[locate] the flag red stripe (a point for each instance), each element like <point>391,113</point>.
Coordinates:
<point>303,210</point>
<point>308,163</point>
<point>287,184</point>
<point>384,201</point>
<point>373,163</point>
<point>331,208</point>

TASK BRIEF>
Put every line of the records above into a JSON list of strings, with one string per line and any blank lines omitted.

FULL SOLUTION>
[
  "[locate] the flag red stripe (a point for each instance), each element like <point>391,113</point>.",
  "Coordinates:",
  "<point>303,210</point>",
  "<point>308,163</point>",
  "<point>287,184</point>",
  "<point>384,201</point>",
  "<point>373,163</point>",
  "<point>331,208</point>"
]